● **Document segment**
## start

The Horizon speeds toward Sarnus…

…and arrives at it’s close approach to Slate, the large moon of Sarnus!

“Main engine … firing! Reactor is showing full power!”
-Chrisnic

The capture burn into orbit lasts nearly 2 minutes!

Finally, the ship is captured into orbit of Slate!

“Looks like we’ve got orbit! Good work everyone! Time to disconnect the communications probe!”
-Mitster

“Comm dishes are… deployed – undocking probe!”
-Chrisnic

The probe drifts away from DSV-3 Horizon! The satellite arrays should provide full communication with Kerbin for missions!

As horizon orbits around Slate, the crew starts reviewing data from the orbital insertion, as well as collecting tons of new data from the Sarnusian moon!

Horizon’s cargo bay opens, and the science equipment on the lander starts collecting data! However, Kimmy is the first to crunch the numbers and has some bad news!

“Uh oh! It looks like Slate is much more massive than we thought… this data says that we’re dealing with a lot more gravity than the lander was designed for!”
-Kimmy

The crew discusses the situation with Mission Control, and a novel solution is found – change the mission parameters to land on the smaller Sarnusian moon of Eeloo!

“No problem – we can transit to Eeloo in 5 days! Plugging in the maneuver!”
-Mitster

Before departing, Horizon collects information over many biomes as it circles the moon – Kimmy even climbs out and conducts visual surveys for several full orbits!

5 days later, on Day 89, Horizon begins it’s maneuver to Eeloo!

The nuclear engine fires…

… and the Horizon is propelled away from Slate, toward Eeloo!

Another 5 days later on Day 94, Horizon circularizes it’s orbit around Eeloo!

“Looks like orbit has been achieved! Eeloo is pretty similar to Mun – just a bit bigger – our lander shouldn’t have an problems!”

-Chrisnic

“We just need to find a good landing site. Maybe we can repurpose one of the survey sattelites in orbit of Slate? They should have enough deltaV to make it here!”
-Kimmy

Mission Control agrees, and scientists begin working on maneuvers to bring the Slate Surveyor to Eeloo!

Year 21, Day 327 (Sarnus/Slate Relay-Scanner Enters Slate Orbit!)

The new Sarnus/Slate Relay-Scanner probe arrives at the Sarnus system!

“We still have communication! All those communications dishes really do add up to create a better connection with Kerbin!”

## end

● **Problems to work on**
1 > Filter the listing for lines that contain the string "form", matching case exactly, and copy each such line.
2 > Carry on the Horizon mission story from the point where it stops.
The Horizon mission story and the listing are unrelated.

Stored records:

## start

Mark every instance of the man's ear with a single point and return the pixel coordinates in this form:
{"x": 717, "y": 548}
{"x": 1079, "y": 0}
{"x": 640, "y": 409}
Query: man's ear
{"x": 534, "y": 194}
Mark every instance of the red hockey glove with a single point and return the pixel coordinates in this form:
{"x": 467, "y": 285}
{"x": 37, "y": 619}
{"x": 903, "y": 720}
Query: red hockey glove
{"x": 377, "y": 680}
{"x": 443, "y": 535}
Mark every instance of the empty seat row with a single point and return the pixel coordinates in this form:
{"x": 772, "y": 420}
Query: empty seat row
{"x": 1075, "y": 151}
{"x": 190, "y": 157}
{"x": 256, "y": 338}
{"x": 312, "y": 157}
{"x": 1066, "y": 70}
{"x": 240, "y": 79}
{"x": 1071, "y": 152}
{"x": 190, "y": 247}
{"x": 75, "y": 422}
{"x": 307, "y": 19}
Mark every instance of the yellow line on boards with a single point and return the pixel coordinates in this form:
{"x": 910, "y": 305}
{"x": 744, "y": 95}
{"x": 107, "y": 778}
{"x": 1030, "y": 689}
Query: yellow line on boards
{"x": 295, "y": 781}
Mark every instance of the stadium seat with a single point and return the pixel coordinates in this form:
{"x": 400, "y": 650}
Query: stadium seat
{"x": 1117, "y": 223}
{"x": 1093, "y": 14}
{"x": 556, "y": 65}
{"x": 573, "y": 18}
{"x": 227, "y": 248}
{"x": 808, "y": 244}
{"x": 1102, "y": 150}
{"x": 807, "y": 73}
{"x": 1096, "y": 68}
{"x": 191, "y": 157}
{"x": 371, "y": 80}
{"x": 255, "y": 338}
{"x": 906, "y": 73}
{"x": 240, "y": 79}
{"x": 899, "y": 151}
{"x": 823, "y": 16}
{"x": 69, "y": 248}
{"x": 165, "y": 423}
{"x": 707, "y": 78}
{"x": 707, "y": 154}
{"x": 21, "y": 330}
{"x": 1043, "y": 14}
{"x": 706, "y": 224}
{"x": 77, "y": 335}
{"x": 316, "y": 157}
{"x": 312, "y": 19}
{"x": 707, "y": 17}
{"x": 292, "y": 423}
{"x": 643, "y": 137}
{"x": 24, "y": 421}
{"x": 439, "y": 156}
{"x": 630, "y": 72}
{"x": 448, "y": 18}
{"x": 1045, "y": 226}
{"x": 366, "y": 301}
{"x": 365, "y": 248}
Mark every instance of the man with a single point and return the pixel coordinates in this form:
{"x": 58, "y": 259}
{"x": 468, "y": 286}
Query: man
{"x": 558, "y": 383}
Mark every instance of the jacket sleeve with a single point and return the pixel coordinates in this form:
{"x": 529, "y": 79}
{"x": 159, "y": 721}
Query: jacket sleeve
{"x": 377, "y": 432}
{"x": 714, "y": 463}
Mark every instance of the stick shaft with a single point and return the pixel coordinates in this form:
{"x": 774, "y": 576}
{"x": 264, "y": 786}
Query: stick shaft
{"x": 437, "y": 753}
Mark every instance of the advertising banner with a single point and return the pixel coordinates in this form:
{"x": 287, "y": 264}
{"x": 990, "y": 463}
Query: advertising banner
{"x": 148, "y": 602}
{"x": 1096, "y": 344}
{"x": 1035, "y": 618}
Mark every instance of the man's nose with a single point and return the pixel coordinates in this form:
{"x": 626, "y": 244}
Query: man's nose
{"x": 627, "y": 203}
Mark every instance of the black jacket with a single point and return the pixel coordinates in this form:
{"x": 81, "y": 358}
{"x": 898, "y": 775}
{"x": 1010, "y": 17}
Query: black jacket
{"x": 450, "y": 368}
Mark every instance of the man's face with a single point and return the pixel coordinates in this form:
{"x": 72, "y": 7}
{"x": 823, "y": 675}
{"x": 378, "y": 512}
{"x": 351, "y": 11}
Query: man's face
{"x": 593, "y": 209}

## end

● **Final answers**
1 >
Mark every instance of the man's ear with a single point and return the pixel coordinates in this form:
Mark every instance of the red hockey glove with a single point and return the pixel coordinates in this form:
Mark every instance of the empty seat row with a single point and return the pixel coordinates in this form:
Mark every instance of the yellow line on boards with a single point and return the pixel coordinates in this form:
Mark every instance of the stadium seat with a single point and return the pixel coordinates in this form:
Mark every instance of the man with a single point and return the pixel coordinates in this form:
Mark every instance of the jacket sleeve with a single point and return the pixel coordinates in this form:
Mark every instance of the stick shaft with a single point and return the pixel coordinates in this form:
Mark every instance of the advertising banner with a single point and return the pixel coordinates in this form:
Mark every instance of the man's nose with a single point and return the pixel coordinates in this form:
Mark every instance of the black jacket with a single point and return the pixel coordinates in this form:
Mark every instance of the man's face with a single point and return the pixel coordinates in this form:

2 >
-Gene, at Mission Control

The Slate Probe performs an orbital capture maneuver…

… then captures into a 65 degree inclination Slate Orbit!

“We have enough deltaV to maneuver the probe again if need be – but good work everybody! This is our first probe around Slate!

Indeed, previous probes to the Sarnus system have all failed – either not enough power, or not enough communications capacity. This time – it looks like a proper scan of Slate can be completed!

The lens protector on the surface telescope opens!

“We’re recieving signal! We should have a complete scan of the surface just in time for the Horizon to arrive!”
-Gene

The Relay-Scan probe continues it’s orbit around Slate! In 106 days it will be joined in the Sarnus system by DSV-3 Horizon!

Year 21, Day 142 (Construction on New Eve Communications Network Begins!)

There has been renewed interest among researchers on Kerbin to explore one of the most hazardous planets: Eve! Missions to the cloudy purple planet have been frequently plagued by problems. The intense temperature, the high gravity, and the super dense atmosphere make Eve fairly easy for small spacecraft to land but nearly impossible for large vehicles set down – let alone take off from again!

To facilitate missions a new upgraded communications network is required, and with the upcoming window a Sarnus rocket will carry two small relay probes, identical to those carried by Aurora 23 for DSV-3 Horizon’s mission to Sarnus!

Year 19, Day 80 (KSEA Announces Construction of DSV-4 Endeavor!)

While actually under construction for quite some time, a name hadn’t been chosen yet! Endeavor will be a “Horizon Class” DSV, that is, almost identical to DSV-3 Horizon!

Endeavor’s name is from the Crew Shuttle Endeavor, which has been out of service for some time now!

I miss flying those Crew Shuttles… when are they going to be cleared for flights again!?”
-Edan

Unfortunately, it may be quite some time for them to get cleared again – the basic design of a spaceplane makes it difficult to create a design with multiple abort options throughout the flight. In fact, there are no launch aborts available right off the launch pad!

The engineers are working on it! No promises though!”
-Gene

Year 18, Day 381 (Aurora 23 Launches, Carrying DSV-3 Horizon Crew to Orbit – then Horizon Leaves for Sarnus!)

Aurora 23 launches from Cape Kerman, carrying Mitster, Chrisnic, and Kimmy!

Once in out of the atmosphere, the protective fairing deploys, and the spacecraft starts burning to rendezvous with DSV-3 Horizon!

“There it is! Slowing us down to stationkeeping….”
-Mitster

Once Aurora 23 has matched speeds exactly with Horizon, Mitster heads over to the Slate Lander!

“I’m outside the lander… it looks in good shape! So does the relay satellite we’ll be leaving in a wide orbit of Slate!”
-Mitster

As the sun sets, Mitster climbs into the lander, detaches from Aurora 23, and moves closer to Horizon’s docking bay!

This is going to be almost entirely by instruments… it’s dark in space!”
-Mitster

Thankfully, Mitster is able to dock with Horizon… just as the sun comes up!

Shortly after that, Mission Control remotely pilots the Relay Satellite over to the nose of Horizon!

OK —- powering up the basic systems… things seem good over here! I think you guys can come over to Horizon now!”
-Mitster

First, Mitster EVA’s over…

…then Kimmy!

Oh wow! Horizon is looking good! I can’t wait to wake up and be in orbit of Sarnus!”
-Kimmy

Chrisnic does a full survey of Horizon to make sure every single component of the mission is ship-shape!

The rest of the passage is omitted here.